Instruction >>
Transcribe the data in full and exactly, omitting any pictures.

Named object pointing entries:

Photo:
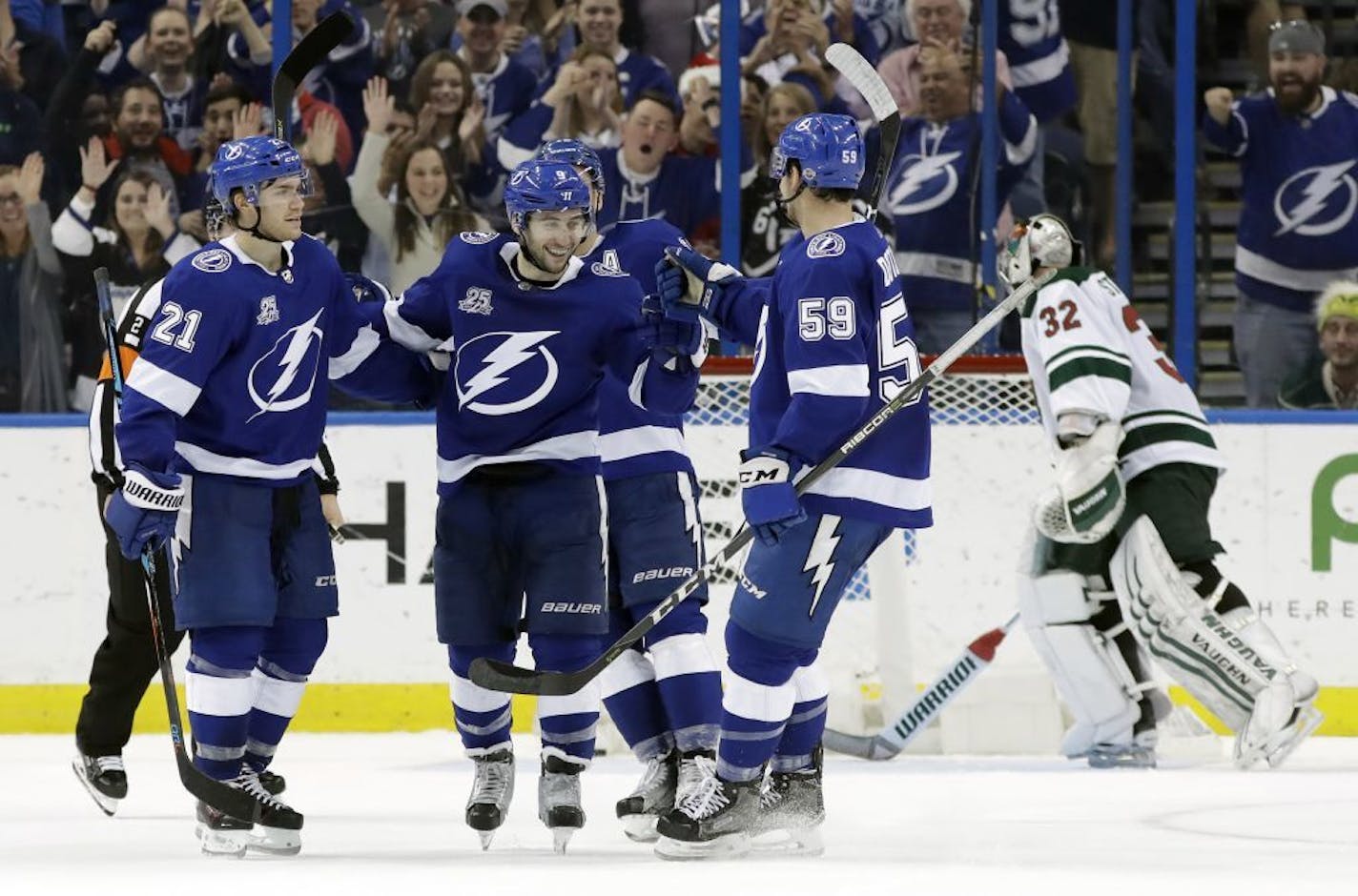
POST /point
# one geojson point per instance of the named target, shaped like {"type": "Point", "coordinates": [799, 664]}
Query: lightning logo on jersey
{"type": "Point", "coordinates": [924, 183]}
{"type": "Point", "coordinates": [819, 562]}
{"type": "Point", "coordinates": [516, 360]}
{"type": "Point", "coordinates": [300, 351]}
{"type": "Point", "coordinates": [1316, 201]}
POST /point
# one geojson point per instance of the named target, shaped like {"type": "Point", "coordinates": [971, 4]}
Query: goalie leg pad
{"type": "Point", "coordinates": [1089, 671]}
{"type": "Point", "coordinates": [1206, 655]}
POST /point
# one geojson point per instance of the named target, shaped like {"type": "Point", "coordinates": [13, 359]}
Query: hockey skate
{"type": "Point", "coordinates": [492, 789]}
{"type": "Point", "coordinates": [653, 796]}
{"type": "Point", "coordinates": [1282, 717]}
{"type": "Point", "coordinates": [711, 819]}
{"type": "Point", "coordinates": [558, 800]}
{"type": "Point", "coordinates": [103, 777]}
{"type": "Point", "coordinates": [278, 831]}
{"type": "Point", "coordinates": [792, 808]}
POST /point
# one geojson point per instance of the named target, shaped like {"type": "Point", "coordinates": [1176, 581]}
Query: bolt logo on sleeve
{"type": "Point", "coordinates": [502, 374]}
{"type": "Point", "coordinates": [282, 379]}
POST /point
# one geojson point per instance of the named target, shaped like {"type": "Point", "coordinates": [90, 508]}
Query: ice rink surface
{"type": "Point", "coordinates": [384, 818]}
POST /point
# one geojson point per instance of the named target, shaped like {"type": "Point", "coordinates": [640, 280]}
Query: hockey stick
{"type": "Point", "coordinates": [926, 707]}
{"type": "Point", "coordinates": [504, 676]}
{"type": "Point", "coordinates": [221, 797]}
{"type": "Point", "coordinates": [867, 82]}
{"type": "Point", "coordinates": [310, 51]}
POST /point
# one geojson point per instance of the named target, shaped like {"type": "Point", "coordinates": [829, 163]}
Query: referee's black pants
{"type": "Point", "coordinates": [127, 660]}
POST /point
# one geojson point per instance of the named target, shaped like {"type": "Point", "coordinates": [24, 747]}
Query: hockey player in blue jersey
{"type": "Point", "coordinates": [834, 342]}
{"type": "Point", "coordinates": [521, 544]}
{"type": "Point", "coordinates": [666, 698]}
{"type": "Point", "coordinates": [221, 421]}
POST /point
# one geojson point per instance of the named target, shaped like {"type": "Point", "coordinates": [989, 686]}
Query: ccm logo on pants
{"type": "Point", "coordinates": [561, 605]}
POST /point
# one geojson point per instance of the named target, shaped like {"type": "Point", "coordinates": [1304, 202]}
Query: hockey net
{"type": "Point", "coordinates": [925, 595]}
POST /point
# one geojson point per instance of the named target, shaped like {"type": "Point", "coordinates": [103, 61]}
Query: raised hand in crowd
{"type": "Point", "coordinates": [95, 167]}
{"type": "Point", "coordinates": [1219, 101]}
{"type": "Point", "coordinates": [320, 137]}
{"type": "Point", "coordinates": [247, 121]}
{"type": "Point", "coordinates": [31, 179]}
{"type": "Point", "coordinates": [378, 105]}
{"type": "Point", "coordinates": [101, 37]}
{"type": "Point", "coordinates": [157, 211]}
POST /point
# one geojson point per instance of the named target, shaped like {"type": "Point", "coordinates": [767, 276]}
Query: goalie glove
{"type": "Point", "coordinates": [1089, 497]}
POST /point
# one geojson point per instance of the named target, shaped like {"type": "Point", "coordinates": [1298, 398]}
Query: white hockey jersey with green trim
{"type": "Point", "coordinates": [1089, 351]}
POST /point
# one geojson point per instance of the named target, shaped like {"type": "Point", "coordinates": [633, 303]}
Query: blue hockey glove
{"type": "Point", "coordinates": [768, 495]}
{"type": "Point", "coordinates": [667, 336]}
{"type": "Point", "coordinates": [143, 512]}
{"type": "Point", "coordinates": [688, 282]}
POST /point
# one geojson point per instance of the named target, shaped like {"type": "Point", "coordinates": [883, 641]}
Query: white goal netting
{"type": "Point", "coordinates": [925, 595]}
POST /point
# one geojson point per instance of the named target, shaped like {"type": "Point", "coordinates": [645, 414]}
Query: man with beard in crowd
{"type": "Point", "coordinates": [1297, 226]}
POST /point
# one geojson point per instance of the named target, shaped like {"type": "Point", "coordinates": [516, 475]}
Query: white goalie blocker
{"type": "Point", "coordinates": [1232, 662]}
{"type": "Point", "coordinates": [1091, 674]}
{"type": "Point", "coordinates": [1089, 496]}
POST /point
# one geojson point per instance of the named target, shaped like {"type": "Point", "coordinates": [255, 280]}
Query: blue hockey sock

Completed task >>
Photo:
POST /point
# one geojson point per instance of the named target, shaped like {"type": "Point", "coordinates": [799, 664]}
Query: lightning logo on jersey
{"type": "Point", "coordinates": [924, 183]}
{"type": "Point", "coordinates": [819, 562]}
{"type": "Point", "coordinates": [516, 360]}
{"type": "Point", "coordinates": [300, 351]}
{"type": "Point", "coordinates": [1316, 201]}
POST /point
# one geojson point per instance of the named target, shaped like {"type": "Point", "coordinates": [971, 4]}
Query: goalie leg pad
{"type": "Point", "coordinates": [1089, 671]}
{"type": "Point", "coordinates": [1206, 655]}
POST /point
# one geojson point per instance of the named target, shaped like {"type": "Point", "coordinates": [13, 359]}
Query: hockey skate
{"type": "Point", "coordinates": [492, 789]}
{"type": "Point", "coordinates": [653, 796]}
{"type": "Point", "coordinates": [1282, 717]}
{"type": "Point", "coordinates": [711, 819]}
{"type": "Point", "coordinates": [558, 800]}
{"type": "Point", "coordinates": [103, 777]}
{"type": "Point", "coordinates": [278, 831]}
{"type": "Point", "coordinates": [792, 808]}
POST /point
# one geojson point per instance of the named target, shaped like {"type": "Point", "coordinates": [1176, 581]}
Query: bolt logo on sleeve
{"type": "Point", "coordinates": [502, 374]}
{"type": "Point", "coordinates": [282, 379]}
POST /point
# one geojson point per instance of the named target, shaped like {"type": "Point", "coordinates": [90, 508]}
Query: ice rink surface
{"type": "Point", "coordinates": [384, 818]}
POST /point
# one geojson point per instance of the named target, shaped like {"type": "Point", "coordinates": [640, 280]}
Query: hockey stick
{"type": "Point", "coordinates": [926, 707]}
{"type": "Point", "coordinates": [504, 676]}
{"type": "Point", "coordinates": [221, 797]}
{"type": "Point", "coordinates": [867, 82]}
{"type": "Point", "coordinates": [310, 51]}
POST /point
# one geojson point per instance of the named target, shaped like {"type": "Point", "coordinates": [829, 163]}
Query: referee's black pants
{"type": "Point", "coordinates": [127, 660]}
POST /point
# one geojson point per instance of the named target, shaped like {"type": "Point", "coordinates": [24, 747]}
Query: hockey player in blue jersey
{"type": "Point", "coordinates": [834, 342]}
{"type": "Point", "coordinates": [521, 544]}
{"type": "Point", "coordinates": [666, 698]}
{"type": "Point", "coordinates": [221, 421]}
POST /point
# one geojson point per instance of the named target, shaped like {"type": "Point", "coordinates": [989, 686]}
Query: ccm logo on pants
{"type": "Point", "coordinates": [561, 605]}
POST /point
# one geojson point per instance of the named target, shaped like {"type": "Point", "coordinates": [1304, 202]}
Query: hockey net
{"type": "Point", "coordinates": [925, 595]}
POST /point
# one geojson point per instance of the named target, shaped like {"type": "Point", "coordinates": [103, 61]}
Query: raised hand in crowd
{"type": "Point", "coordinates": [95, 167]}
{"type": "Point", "coordinates": [1219, 101]}
{"type": "Point", "coordinates": [320, 137]}
{"type": "Point", "coordinates": [247, 121]}
{"type": "Point", "coordinates": [31, 179]}
{"type": "Point", "coordinates": [378, 105]}
{"type": "Point", "coordinates": [101, 37]}
{"type": "Point", "coordinates": [157, 211]}
POST /point
# one geojson point per instance of the named target, shaped like {"type": "Point", "coordinates": [767, 276]}
Query: goalie glove
{"type": "Point", "coordinates": [1089, 497]}
POST /point
# one geojson point per instance of the named target, shaped like {"type": "Point", "coordinates": [1298, 398]}
Query: white hockey jersey with green trim
{"type": "Point", "coordinates": [1089, 351]}
POST /point
# one geojson point per instance of the named target, shaped like {"type": "Point", "coordinates": [633, 303]}
Query: blue hockey glove
{"type": "Point", "coordinates": [768, 495]}
{"type": "Point", "coordinates": [667, 336]}
{"type": "Point", "coordinates": [143, 512]}
{"type": "Point", "coordinates": [688, 282]}
POST /point
# one geojson point per instance of the named target, shaped like {"type": "Point", "coordinates": [883, 641]}
Query: white goal netting
{"type": "Point", "coordinates": [925, 595]}
POST /point
# one geojson point per instance of the named target, shaped like {"type": "Point", "coordinates": [645, 414]}
Query: man with beard in crowd
{"type": "Point", "coordinates": [1297, 226]}
POST /point
# one geojson point per instance of the named target, shaped like {"type": "Point", "coordinates": [516, 475]}
Query: white goalie blocker
{"type": "Point", "coordinates": [1232, 662]}
{"type": "Point", "coordinates": [1091, 674]}
{"type": "Point", "coordinates": [1089, 496]}
POST /point
# one geojson point per instance of the named target, shaped like {"type": "Point", "coordinates": [255, 280]}
Query: blue hockey sock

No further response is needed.